━━━ STUDY MATERIAL
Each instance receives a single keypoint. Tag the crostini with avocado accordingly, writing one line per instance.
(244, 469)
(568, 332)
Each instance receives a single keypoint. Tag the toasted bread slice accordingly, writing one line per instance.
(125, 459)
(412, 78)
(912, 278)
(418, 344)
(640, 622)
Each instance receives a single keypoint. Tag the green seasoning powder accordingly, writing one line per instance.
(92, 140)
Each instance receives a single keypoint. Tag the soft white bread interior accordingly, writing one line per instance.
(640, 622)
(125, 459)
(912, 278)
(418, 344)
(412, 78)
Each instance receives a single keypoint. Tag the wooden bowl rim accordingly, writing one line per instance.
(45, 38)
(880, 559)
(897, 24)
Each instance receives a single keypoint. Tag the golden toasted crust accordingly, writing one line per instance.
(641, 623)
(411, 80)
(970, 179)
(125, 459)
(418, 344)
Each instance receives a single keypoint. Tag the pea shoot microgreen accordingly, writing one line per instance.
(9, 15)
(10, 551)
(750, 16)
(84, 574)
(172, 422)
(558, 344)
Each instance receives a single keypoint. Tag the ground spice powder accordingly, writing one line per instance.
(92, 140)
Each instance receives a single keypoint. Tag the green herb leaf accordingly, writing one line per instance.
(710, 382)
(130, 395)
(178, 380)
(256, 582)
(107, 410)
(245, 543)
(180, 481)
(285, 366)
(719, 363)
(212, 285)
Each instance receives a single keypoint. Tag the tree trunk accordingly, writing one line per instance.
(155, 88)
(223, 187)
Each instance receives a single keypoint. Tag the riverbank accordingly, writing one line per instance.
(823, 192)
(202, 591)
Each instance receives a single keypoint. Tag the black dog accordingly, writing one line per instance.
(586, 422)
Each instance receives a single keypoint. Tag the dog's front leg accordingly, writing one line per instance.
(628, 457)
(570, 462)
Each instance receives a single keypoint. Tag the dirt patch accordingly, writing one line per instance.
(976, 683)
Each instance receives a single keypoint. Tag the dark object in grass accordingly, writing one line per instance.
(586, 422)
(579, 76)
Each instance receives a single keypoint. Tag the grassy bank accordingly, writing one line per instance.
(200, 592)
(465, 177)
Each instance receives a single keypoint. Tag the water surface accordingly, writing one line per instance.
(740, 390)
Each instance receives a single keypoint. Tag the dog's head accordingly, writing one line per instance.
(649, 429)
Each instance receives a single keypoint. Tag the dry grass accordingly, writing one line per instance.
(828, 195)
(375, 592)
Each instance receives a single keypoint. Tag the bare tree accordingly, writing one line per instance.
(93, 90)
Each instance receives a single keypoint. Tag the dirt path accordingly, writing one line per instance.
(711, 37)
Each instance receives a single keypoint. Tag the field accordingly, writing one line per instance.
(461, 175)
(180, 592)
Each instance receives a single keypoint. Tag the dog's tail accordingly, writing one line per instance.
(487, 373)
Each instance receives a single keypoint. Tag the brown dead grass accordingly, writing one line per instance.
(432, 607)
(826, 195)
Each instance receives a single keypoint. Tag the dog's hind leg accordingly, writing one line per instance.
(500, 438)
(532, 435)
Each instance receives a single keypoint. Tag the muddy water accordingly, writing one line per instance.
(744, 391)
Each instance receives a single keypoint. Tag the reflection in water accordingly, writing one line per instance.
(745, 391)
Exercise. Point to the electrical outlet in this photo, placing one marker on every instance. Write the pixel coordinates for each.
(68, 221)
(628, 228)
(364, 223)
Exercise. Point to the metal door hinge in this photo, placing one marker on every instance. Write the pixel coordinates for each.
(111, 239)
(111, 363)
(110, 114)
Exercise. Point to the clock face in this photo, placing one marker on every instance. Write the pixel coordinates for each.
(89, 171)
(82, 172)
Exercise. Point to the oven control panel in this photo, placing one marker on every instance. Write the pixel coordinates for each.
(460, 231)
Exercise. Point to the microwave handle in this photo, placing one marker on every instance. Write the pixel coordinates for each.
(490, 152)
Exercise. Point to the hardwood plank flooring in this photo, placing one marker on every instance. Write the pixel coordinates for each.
━━━━━━
**WORK ORDER**
Produce a verbatim transcription of the entries above.

**FINISHED TASK**
Each instance receives a single keypoint. Tag the crostini with avocado accordingly, writing one line per instance.
(244, 469)
(568, 332)
Each instance receives a single keypoint. Tag the toasted bread slice accordingly, writing one line per instance.
(125, 459)
(412, 78)
(912, 278)
(418, 344)
(640, 622)
Each instance receives a single keypoint. Tag the green seasoning powder accordingly, writing one line per instance.
(92, 140)
Each instance receives a single keypoint. Tag the soft white bread interior accordingly, writing one line per instance.
(640, 622)
(125, 459)
(912, 278)
(418, 344)
(412, 78)
Each instance receives a single keypoint. Tag the wooden bowl rim accordingly, writing one line per instance.
(45, 38)
(880, 559)
(897, 24)
Each instance receives a single keypoint. Tag the golden toasted crust accordingly, writing one line per instance.
(641, 623)
(411, 80)
(970, 179)
(125, 459)
(418, 344)
Each instance receives a single keypoint. Tag the pea shoot microgreen accordingly, writing one line per instance.
(9, 15)
(10, 551)
(750, 16)
(84, 574)
(172, 422)
(558, 344)
Each instance receives a single keypoint. Tag the ground spice powder accordingly, writing one line per instance.
(92, 140)
Each instance receives a single keypoint. Tag the green herb leaf accordingly, writing one line per instance.
(710, 382)
(130, 395)
(178, 380)
(256, 582)
(107, 410)
(245, 543)
(180, 481)
(285, 366)
(719, 363)
(212, 285)
Each instance receives a single keypoint. Tag the tree trunk accordingly, writing one line per instance.
(155, 88)
(223, 187)
Each instance receives a single keypoint. Tag the riverbank accordingly, writing one line per instance.
(823, 192)
(202, 591)
Each instance receives a single keypoint. Tag the black dog accordingly, writing one line per instance.
(586, 422)
Each instance receives a single keypoint. Tag the dog's front leg accordingly, writing one line per instance.
(628, 457)
(570, 462)
Each instance receives a single keypoint. Tag the dirt patch accordingly, writing one line per instance.
(976, 683)
Each instance receives a single keypoint. Tag the dark object in grass accordingly, writing one line per instance.
(586, 422)
(579, 76)
Each instance receives a single keypoint. Tag the grassy bank accordingly, writing one line per instance.
(200, 592)
(465, 177)
Each instance receives a single keypoint. Tag the water surface accordingly, writing one line per instance.
(740, 390)
Each instance receives a single keypoint. Tag the dog's head accordingly, writing one line per instance.
(649, 429)
Each instance receives a single keypoint. Tag the dry grass accordingly, writing one line per instance.
(828, 195)
(375, 592)
Each instance receives a single keypoint. Tag the bare tree accordingly, writing one line per instance.
(93, 90)
Each instance receives a single keypoint. Tag the dirt path accordingly, writing one line per instance.
(711, 37)
Each instance receives a single keypoint. Tag the field accordingly, writing one line per instance.
(461, 175)
(180, 592)
Each instance receives a single keypoint. Tag the dog's tail accordingly, writing one line per instance.
(487, 373)
Each instance receives a single keypoint. Tag the brown dead grass accordingly, writing one line per instance.
(432, 607)
(826, 195)
Each instance receives a single keypoint. Tag the dog's hind leg accordingly, writing one line per instance.
(500, 438)
(532, 435)
Each instance receives a single keypoint. Tag the muddy water accordingly, writing one line per instance.
(744, 391)
Each instance receives a single keypoint. Tag the reflection in water accordingly, writing one line per instance.
(745, 391)
Exercise. Point to the electrical outlet in this photo, placing one marker on every instance. Write the pixel coordinates for each.
(68, 221)
(628, 228)
(364, 223)
Exercise. Point to the metal door hinge in this photo, placing one marker on every instance. Write the pixel coordinates for each.
(111, 239)
(111, 363)
(110, 114)
Exercise. Point to the clock face in this photo, placing one marker on every instance. Write the pixel coordinates for each.
(89, 171)
(82, 172)
Exercise. Point to the oven control panel in this photo, placing one marker on every instance. Write the pixel coordinates for each.
(460, 231)
Exercise. Point to the microwave handle in this photo, placing one marker on every instance. Write the pixel coordinates for each.
(490, 152)
Exercise. Point to the hardwood plank flooring in this photo, placing one marker on every instance. Write the pixel coordinates for each.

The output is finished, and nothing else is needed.